··· Study material ···

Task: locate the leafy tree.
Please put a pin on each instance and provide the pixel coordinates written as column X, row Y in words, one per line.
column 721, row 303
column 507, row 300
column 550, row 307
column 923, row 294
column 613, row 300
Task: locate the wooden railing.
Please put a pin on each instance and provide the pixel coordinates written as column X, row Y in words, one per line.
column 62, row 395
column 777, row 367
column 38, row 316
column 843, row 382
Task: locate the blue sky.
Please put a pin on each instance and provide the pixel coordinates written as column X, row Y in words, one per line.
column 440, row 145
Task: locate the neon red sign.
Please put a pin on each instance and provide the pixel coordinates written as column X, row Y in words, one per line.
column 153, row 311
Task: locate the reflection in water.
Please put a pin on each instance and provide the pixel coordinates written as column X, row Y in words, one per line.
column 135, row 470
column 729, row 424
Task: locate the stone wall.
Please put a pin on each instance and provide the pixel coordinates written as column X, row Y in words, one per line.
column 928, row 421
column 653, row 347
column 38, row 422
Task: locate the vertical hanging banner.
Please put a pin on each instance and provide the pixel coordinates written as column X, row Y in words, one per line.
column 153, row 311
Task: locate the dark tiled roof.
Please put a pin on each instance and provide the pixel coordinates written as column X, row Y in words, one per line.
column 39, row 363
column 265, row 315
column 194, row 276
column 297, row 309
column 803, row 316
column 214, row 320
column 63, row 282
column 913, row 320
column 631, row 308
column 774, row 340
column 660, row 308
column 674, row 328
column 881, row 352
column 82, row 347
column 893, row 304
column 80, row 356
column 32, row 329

···

▸ **Work instructions**: Tally up how many lines in the records contain the string "Task". Answer with that figure only.

▸ **Response for this exercise**: 8